═════ Text ═════
Yea maybe what mammasita said. Since I've become upfront about my weight loss and not pretending I'm not working on it, all the men I've dated have helped me. They love helping with my workout schedule and are cognisant of my diet.

And I've lost so much and become healthier with their advice.

 

However, if you haven't then he's a bit out of line.

 

ETA: sorry started posting before your reply. I see it now

Posted

Dump him seriously. He is trying to get you to lose weight....I was once in this position and it really did a number of my self-esteem :(

  • Like 1
  • Author
Posted

Thanks for the replies. I was hoping that it wasn't the case. I actually feel quite attractive for the most part and really don't want to let anyone else's opinion cloud my self-worth.
═════ Data section ═════
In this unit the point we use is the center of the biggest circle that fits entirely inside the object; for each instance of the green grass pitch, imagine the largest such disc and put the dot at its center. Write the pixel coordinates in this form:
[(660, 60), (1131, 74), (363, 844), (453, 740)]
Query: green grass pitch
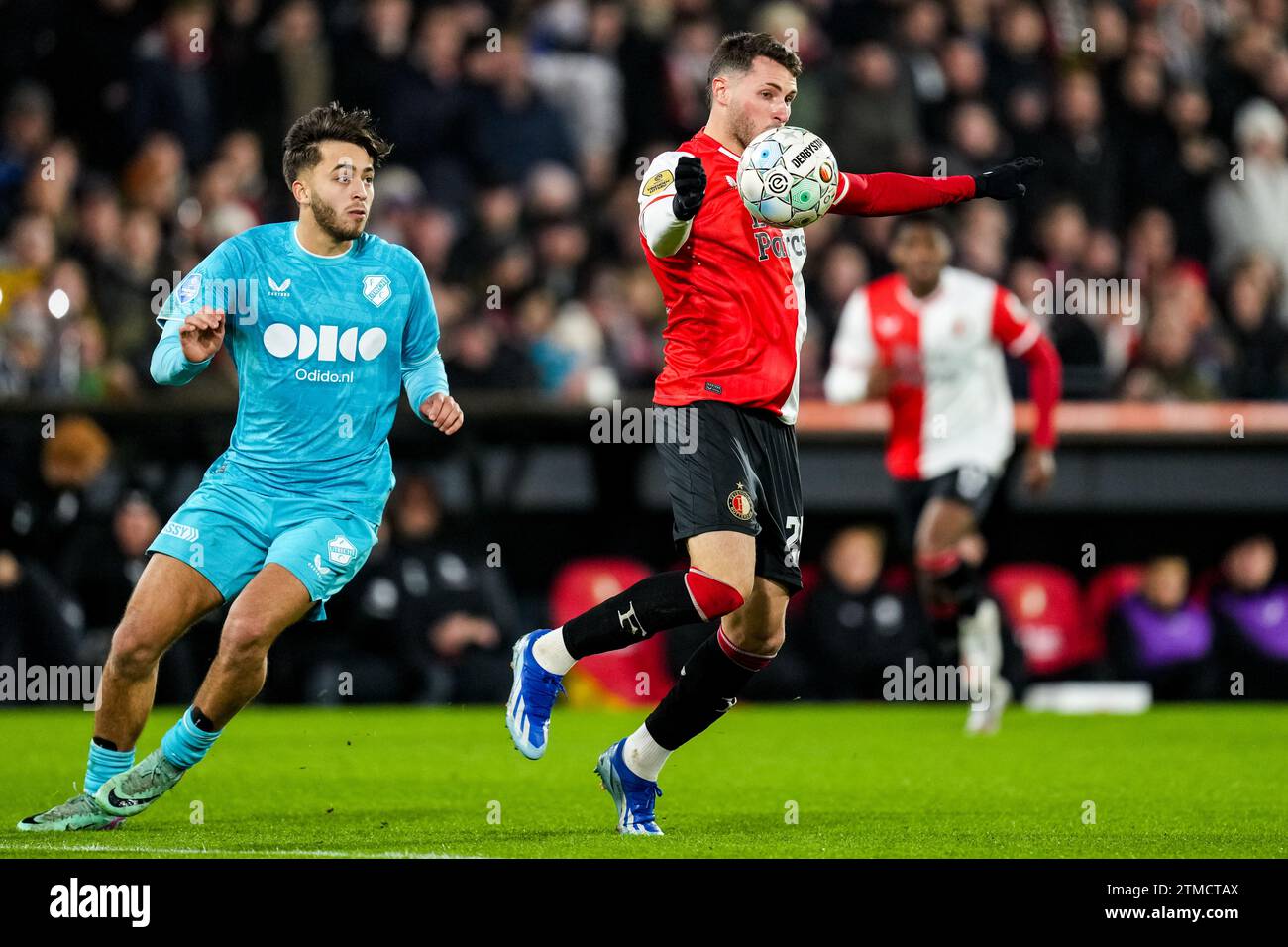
[(768, 781)]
═════
Directive
In the forum thread, what do the men the first poster has dated help with? The material has no connection to the forum thread.

Complete response
They help with the poster's workout schedule and are cognisant of the poster's diet.